MRUs Lesson 7

I’d like to soon wrap up the series of blogs I began a couple of weeks ago to work through a recent lecture I gave on “Motivations and Reactions” at the ACFW conference. We should finish either today or tomorrow, depending on how wordy I am today.

First, I want to congratulate one of my loyal blog readers, Mary DeMuth, who has recently launched a mentoring service for writers at Mary has published several novels and has also published several nonfiction books, all with good publishers.

As my loyal blog readers know, many published authors (including me) use freelance editors (like Mary) to help us buff up our novels before sending them to our agents and/or editors. For one thing, it’s a competitive world. For another, you can never view your own work objectively.

In my own case, I don’t need a lot of mentoring; I mainly need a hard-headed person to tell me when the story isn’t working and why. Once I know that, I can figure out how to fix it. A mentor will not only tell you what’s wrong, she’ll give you some guidance on how to fix it.

OK, on to those pesky Motivations and Reactions. If you’re just joining us, you may want to read through the previous 6 lessons that I’ve posted over the past couple of weeks.

DATA SECTION »
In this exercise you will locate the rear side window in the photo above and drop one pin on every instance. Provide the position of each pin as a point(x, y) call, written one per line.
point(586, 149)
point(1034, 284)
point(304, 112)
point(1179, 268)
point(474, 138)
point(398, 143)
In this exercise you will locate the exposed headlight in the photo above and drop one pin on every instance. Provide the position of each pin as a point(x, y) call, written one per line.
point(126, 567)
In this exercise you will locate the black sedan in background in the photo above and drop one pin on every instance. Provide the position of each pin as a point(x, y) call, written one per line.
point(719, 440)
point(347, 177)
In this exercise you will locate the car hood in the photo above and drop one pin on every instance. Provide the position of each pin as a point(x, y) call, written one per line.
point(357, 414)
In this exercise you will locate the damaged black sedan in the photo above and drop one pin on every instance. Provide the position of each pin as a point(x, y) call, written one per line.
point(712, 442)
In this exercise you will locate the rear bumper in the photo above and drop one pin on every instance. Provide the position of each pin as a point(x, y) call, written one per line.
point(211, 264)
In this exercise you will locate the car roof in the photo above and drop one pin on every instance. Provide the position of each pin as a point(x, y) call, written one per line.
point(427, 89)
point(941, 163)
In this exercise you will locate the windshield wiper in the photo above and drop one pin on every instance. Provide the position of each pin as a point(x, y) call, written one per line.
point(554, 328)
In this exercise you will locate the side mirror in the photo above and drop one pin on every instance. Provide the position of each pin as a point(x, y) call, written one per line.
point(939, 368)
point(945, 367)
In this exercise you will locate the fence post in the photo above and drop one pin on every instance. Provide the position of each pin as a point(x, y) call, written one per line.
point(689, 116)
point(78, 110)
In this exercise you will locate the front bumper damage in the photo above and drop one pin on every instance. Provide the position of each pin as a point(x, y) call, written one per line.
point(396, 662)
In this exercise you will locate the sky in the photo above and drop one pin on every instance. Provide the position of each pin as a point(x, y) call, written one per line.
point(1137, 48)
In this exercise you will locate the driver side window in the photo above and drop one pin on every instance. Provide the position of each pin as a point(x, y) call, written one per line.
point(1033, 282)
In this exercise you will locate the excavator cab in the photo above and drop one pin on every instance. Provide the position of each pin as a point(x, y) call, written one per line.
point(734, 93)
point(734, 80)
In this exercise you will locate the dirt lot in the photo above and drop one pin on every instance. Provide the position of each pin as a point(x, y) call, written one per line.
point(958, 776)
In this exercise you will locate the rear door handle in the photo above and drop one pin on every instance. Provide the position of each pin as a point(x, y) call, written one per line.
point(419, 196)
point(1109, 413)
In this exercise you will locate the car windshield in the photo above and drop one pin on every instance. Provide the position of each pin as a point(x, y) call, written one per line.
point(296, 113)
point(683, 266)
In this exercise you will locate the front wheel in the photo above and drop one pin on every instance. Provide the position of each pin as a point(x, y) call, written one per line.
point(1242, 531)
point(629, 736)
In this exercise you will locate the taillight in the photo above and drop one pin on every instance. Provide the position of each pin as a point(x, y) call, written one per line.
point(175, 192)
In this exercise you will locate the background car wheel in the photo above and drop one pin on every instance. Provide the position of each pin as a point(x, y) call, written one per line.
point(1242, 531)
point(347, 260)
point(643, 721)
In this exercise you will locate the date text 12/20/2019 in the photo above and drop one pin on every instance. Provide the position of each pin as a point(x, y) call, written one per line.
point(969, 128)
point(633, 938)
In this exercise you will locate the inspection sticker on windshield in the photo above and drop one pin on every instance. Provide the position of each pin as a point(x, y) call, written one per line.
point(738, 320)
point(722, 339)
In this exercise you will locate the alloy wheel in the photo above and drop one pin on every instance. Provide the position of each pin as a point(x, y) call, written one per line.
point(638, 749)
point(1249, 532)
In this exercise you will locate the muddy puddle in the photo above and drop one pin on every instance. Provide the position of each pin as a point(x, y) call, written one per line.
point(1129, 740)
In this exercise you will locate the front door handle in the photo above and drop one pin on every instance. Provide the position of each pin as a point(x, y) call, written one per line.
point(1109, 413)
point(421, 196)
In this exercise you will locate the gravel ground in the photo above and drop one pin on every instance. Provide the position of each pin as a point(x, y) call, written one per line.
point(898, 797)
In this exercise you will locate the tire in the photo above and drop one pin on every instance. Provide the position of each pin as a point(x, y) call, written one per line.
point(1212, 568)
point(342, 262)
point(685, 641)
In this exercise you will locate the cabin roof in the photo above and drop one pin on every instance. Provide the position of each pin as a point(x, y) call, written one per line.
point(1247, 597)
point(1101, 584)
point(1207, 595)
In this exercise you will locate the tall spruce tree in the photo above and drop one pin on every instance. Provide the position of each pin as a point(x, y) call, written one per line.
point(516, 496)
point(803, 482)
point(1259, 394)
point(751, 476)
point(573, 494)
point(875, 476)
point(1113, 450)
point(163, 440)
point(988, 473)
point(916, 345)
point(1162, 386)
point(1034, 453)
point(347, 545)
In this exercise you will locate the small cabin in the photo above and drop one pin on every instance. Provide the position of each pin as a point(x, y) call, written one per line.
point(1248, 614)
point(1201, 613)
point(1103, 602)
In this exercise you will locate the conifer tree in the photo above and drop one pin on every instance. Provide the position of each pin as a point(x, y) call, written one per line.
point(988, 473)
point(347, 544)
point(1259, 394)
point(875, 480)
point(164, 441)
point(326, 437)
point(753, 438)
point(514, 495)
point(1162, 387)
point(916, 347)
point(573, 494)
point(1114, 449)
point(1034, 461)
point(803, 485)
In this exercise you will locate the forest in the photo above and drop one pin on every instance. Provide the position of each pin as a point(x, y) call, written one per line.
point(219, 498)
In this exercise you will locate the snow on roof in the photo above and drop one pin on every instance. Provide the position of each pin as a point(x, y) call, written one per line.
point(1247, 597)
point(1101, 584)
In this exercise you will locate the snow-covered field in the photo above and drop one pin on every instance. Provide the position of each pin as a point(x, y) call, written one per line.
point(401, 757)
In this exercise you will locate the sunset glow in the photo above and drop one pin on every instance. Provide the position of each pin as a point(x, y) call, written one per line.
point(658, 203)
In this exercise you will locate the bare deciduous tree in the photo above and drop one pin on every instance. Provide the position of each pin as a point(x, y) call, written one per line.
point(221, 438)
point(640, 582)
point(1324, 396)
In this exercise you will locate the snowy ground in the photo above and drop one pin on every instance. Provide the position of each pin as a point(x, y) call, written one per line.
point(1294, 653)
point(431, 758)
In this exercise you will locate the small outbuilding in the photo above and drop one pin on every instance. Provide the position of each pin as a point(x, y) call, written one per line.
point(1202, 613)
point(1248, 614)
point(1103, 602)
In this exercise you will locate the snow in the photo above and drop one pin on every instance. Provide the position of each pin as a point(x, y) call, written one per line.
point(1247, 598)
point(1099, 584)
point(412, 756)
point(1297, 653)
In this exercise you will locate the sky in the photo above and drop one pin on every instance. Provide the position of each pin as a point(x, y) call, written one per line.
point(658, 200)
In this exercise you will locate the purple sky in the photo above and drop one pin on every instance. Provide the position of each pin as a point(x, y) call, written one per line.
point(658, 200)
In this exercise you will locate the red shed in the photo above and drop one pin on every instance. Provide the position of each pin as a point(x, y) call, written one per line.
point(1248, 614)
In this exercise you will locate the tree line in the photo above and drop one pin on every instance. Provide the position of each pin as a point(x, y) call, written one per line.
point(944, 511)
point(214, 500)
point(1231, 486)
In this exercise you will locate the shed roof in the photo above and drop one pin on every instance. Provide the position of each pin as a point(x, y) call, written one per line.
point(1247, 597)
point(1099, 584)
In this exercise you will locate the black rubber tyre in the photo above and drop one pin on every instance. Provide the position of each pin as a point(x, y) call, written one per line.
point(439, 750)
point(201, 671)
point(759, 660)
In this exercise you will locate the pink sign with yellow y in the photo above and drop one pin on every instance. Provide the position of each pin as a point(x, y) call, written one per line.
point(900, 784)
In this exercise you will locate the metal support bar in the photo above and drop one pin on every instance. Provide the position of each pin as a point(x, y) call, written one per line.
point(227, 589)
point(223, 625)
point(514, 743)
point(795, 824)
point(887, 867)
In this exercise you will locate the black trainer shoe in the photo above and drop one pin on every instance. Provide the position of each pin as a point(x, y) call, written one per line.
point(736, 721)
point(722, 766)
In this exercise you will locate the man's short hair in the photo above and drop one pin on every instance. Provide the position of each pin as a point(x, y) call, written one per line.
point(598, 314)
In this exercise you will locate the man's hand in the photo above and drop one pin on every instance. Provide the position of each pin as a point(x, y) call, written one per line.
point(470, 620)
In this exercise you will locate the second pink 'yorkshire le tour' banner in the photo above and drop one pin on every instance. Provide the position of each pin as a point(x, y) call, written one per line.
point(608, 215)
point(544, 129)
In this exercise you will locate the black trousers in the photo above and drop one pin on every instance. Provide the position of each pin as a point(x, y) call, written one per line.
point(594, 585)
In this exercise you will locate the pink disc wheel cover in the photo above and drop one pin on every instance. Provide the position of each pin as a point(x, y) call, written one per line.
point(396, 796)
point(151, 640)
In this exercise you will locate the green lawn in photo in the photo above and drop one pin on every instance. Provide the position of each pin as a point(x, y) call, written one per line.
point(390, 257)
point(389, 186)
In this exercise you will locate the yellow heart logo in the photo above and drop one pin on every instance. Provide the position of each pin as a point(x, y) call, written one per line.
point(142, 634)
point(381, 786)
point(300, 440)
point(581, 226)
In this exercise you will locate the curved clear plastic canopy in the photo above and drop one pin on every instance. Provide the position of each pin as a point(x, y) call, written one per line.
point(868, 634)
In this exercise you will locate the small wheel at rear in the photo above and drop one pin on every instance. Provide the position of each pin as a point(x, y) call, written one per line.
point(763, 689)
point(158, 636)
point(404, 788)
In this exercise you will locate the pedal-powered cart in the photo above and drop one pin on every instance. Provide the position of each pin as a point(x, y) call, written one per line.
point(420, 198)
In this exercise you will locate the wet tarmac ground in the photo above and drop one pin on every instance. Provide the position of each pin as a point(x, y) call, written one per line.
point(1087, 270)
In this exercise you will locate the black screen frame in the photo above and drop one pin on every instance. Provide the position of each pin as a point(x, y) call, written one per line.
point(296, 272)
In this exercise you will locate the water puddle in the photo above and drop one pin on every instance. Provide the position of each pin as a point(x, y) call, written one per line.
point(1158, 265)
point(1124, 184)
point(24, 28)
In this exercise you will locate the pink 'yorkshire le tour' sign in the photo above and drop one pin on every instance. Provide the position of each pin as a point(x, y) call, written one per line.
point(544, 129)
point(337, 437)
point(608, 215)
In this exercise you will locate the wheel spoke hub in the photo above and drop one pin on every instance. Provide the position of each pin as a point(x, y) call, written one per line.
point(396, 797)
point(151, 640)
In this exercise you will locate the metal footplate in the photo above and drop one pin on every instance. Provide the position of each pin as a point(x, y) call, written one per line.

REQUIRED TASK 1 » Print the part of the blog post on Motivations and Reactions that opens with the words containing "First, I want" and closes with "own work objectively.".
REQUIRED TASK 2 » Give every name or title that the blog post on Motivations and Reactions mentions in its body, not counting the header, in order of first appearance.
The listing has no connection to the blog post.

WRITTEN REPLY 1 »
First, I want to congratulate one of my loyal blog readers, Mary DeMuth, who has recently launched a mentoring service for writers at Mary has published several novels and has also published several nonfiction books, all with good publishers.

As my loyal blog readers know, many published authors (including me) use freelance editors (like Mary) to help us buff up our novels before sending them to our agents and/or editors. For one thing, it’s a competitive world. For another, you can never view your own work objectively.

WRITTEN REPLY 2 »
Motivations and Reactions
ACFW
Mary DeMuth